### FRAGMENTO DEL TEXTO:
++++++

Mientras tanto, el mes pasado, la agencia de calificación crediticia Moody’s siguió los pasos de S&P y Fitch y retiró a Estados Unidos su calificación de AAA, la más alta.
Esta advertencia se produjo en respuesta a las estimaciones de que el «gran y hermoso proyecto de ley» de Trump podría elevar la ratio de la deuda federal estadounidense en relación con el PIB en 25 puntos porcentuales, hasta alcanzar un récord de 125 % a finales de 2034.
«Esta decisión se veía venir desde hacía tiempo», comentó Ann Rutledge, antigua analista senior de Moody’s, «y es una advertencia grave».
El resultado ha sido un nuevo aumento de los costes de financiación de Estados Unidos. Esto se ha reflejado en el alza de los rendimientos de la deuda pública estadounidense a 30 años, que ahora superan el 5 %, debido a la caída del precio de los bonos del Tesoro estadounidense como consecuencia del descenso de la demanda de los inversores.
En resumen, Trump está jugando al juego del gallina con los mercados. Y es probable que el presidente estadounidense sea el primero en pestañear.
De hecho, Trump ya ha dado marcha atrás en varias ocasiones: amenazó con imponer aranceles devastadores, pero se vio obligado a dar un paso atrás cuando se hizo evidente la reacción negativa de los mercados de bonos y las grandes empresas.
Al fin y al cabo, en el capitalismo, son los banqueros y los multimillonarios quienes tienen la última palabra.
Corrección del mercado
Sin embargo, el caótico enfoque del presidente —anunciar y luego retirar los aranceles, por ejemplo— tiene un coste. Cada caso de bravuconería seguido de un retroceso no hace más que socavar la confianza de los inversores en el capitalismo estadounidense.

++++++

### INFORMACIÓN MOSTRADA:
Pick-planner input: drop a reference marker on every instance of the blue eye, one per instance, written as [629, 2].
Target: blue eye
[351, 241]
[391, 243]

++++++

### TAREA REQUERIDA A:
Devuelve, tal cual aparece, el tramo del texto sobre la deuda de Estados Unidos que va desde «El resultado ha» hasta «la última palabra.».
### TAREA REQUERIDA B:
Por favor, prolonga el texto sobre la deuda de Estados Unidos a partir de su última oración.
El listado no tiene relación alguna con el texto sobre la deuda de Estados Unidos.

### RESPUESTA CORRECTA A:
El resultado ha sido un nuevo aumento de los costes de financiación de Estados Unidos. Esto se ha reflejado en el alza de los rendimientos de la deuda pública estadounidense a 30 años, que ahora superan el 5 %, debido a la caída del precio de los bonos del Tesoro estadounidense como consecuencia del descenso de la demanda de los inversores.
En resumen, Trump está jugando al juego del gallina con los mercados. Y es probable que el presidente estadounidense sea el primero en pestañear.
De hecho, Trump ya ha dado marcha atrás en varias ocasiones: amenazó con imponer aranceles devastadores, pero se vio obligado a dar un paso atrás cuando se hizo evidente la reacción negativa de los mercados de bonos y las grandes empresas.
Al fin y al cabo, en el capitalismo, son los banqueros y los multimillonarios quienes tienen la última palabra.

### RESPUESTA CORRECTA B:
Esto está empujando a los banqueros y a los empresarios a buscar refugios más seguros para su dinero, países con un clima más seguro para obtener beneficios. Y en lugar de hacer grande a Estados Unidos y recuperar los puestos de trabajo industriales, está acelerando el declive del capitalismo estadounidense.
Las políticas económicas de Trump pueden haber sido el detonante de esta avalancha del mercado. Sin embargo, lo cierto es que las condiciones para este precario deslizamiento se han ido gestando desde hace tiempo.
A un nivel más fundamental, los recientes movimientos de los inversores alejándose del dólar estadounidense, los bonos y las acciones representan un reajuste largamente esperado, una «corrección del mercado» que alinea el precio de la moneda y los activos estadounidenses con la realidad.
El hecho es que el capitalismo estadounidense, aunque sigue siendo la mayor economía del mundo, ya no es la potencia competitiva y rentable que fue en su día.
Como se ha mencionado anteriormente, en el momento de la conferencia de Bretton Woods, Estados Unidos representaba el 35 % del PIB mundial. En 1985, tras algunos altibajos, la cuota de Estados Unidos en la producción mundial volvió a situarse en ese mismo nivel. Sin embargo, en la actualidad, esta cifra se ha reducido al 26 %.
En el mismo periodo, es decir, en los últimos cuarenta años, China ha pasado de representar el 2,5 % del PIB mundial a casi el 17 %.
Del mismo modo, monopolios chinos como DeepSeek y BYD están desafiando a las empresas estadounidenses en sectores punteros como la tecnología avanzada y los vehículos eléctricos, mermando los beneficios y los mercados de las grandes empresas estadounidenses.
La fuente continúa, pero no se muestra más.